TEXTE FOURNI:
Turritopsis dohrnii est une méduse de 4 mm de diamètre qui occupe la même niche écologique que le plancton. On a découvert récemment qu’elle est immortelle, le premier organisme ainsi qualifié. Elle est capable de se reproduire de trois façons, sexuellement, asexuellement (bourgeonnement) et par transdifférenciation cellulaire. Ce dernier mode reproductif est hors de toute biologie conventionnelle. Il est communément enseigné en biologie cellulaire que l’épigénome d’une cellule la façonne d’une manière irréversible, sauf les gamètes. En ce qui concerne l’humain, une cellule qui se différentie en neurone (le pré de notre bonheur) ne pourra jamais redevenir une cellule souche (capable de se développer en n’importe
quel type de cellule). Cependant il est bien connu que l’ovule d’une femme va, peu après fécondation, par un extraordinaire nettoyage cellulaire, débarrasser son ADN de presque toute marque épigénétique. Cet ovule devient, brièvement, la mère de toutes les cellules souche de l’organisme humain. L’immortalité humaine pourrait exister, certes, mais seulement par nos enfants.
Revenons à Turritopsis dohrnii. Elle n’a qu’un orifice pour manger et excréter, pas de cerveau, pas de cœur. Cependant, dans certaines conditions écologiques désavantageuses, elle cale au fond de l’océan et se reconforme en polype, c’est-à-dire une forme infantile de la même méduse. Elle reste alors intacte comme organisme, en conservant rigoureusement son ADN, mais avec une régression développementale spectaculaire de l’ensemble de son corps qui est tout de même assez complexe. C’est comme si un papillon redevenait une chenille : du jamais vu dans la nature. On a récemment observé qu’une même Turritopsis dohrnii pouvait passer par ce cycle de vie complet une dizaine de fois, ce qui laisse croire que le cycle soit sans fin.
Au fait la technologie moléculaire de l’heure n’est pas loin de maitriser le passage bidirectionnel du développement cellulaire humain. On sait beaucoup de choses sur la progression épigénétique des cellules spécialisées des humains, c’est-à-dire comment diverses cellules se différencient. On sait aussi beaucoup de choses sur comment déprogrammer ces mêmes cellules et les ramener vers l’état d’une cellule souche. Mais ce n’est qu’une cellule à la fois qu’on a pu se rendre à ce niveau de haute voltige bioscientifique. Ce dont on est encore très loin c’est de pouvoir transformer le vieillissement humain en rajeunissement humain. Nous ne savons aucunement comment orchestrer un rajeunissement de l’ensemble du corps humain ni même d’un organe, même pas d’un tissu… d’une personne vivante. Tous les postdocs, chaires prestigieuses et fondations archi-financées de ce monde n’ont pu s’approcher d’une vie éternelle pour l’humain. Mais la nature aveugle, tâtonnante, fixant divers cas de figure bizarres ou extravagants par sélection naturelle, semble l’avoir pu, pour dame méduse, toute petite, modeste, pas très intelligente, presque invisible à l’œil nu.

Entrées de données enregistrées:
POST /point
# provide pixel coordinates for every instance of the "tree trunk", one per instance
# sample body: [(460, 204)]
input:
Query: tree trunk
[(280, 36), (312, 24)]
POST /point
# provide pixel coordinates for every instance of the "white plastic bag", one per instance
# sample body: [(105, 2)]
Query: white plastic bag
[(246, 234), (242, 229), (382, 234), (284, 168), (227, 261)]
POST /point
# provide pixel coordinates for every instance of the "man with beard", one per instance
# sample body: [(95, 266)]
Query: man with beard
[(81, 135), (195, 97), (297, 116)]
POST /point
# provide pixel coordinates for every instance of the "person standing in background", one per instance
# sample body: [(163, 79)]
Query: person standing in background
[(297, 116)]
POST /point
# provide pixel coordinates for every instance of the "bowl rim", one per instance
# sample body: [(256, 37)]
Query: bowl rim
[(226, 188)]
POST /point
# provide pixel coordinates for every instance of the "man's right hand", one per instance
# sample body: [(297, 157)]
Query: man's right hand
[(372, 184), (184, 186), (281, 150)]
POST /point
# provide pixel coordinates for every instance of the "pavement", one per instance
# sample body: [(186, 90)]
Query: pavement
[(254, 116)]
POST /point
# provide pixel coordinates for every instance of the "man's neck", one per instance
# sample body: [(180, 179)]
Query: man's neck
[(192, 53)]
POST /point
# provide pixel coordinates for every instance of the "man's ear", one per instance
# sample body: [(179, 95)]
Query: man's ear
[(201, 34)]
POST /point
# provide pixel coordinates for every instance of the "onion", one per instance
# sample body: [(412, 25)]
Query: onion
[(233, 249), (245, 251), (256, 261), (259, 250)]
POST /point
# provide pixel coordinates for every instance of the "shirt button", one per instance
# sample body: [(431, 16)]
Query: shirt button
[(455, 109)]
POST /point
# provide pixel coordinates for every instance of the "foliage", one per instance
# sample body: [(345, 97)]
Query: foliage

EXERCICE: Modifiez le passage du texte sur la méduse qui commence par les mots « Revenons à Turritopsis » et se termine par « soit sans fin. » : recopiez-le en remplaçant « chenille » par « larve ».

RÉSULTAT:
Revenons à Turritopsis dohrnii. Elle n’a qu’un orifice pour manger et excréter, pas de cerveau, pas de cœur. Cependant, dans certaines conditions écologiques désavantageuses, elle cale au fond de l’océan et se reconforme en polype, c’est-à-dire une forme infantile de la même méduse. Elle reste alors intacte comme organisme, en conservant rigoureusement son ADN, mais avec une régression développementale spectaculaire de l’ensemble de son corps qui est tout de même assez complexe. C’est comme si un papillon redevenait une larve : du jamais vu dans la nature. On a récemment observé qu’une même Turritopsis dohrnii pouvait passer par ce cycle de vie complet une dizaine de fois, ce qui laisse croire que le cycle soit sans fin.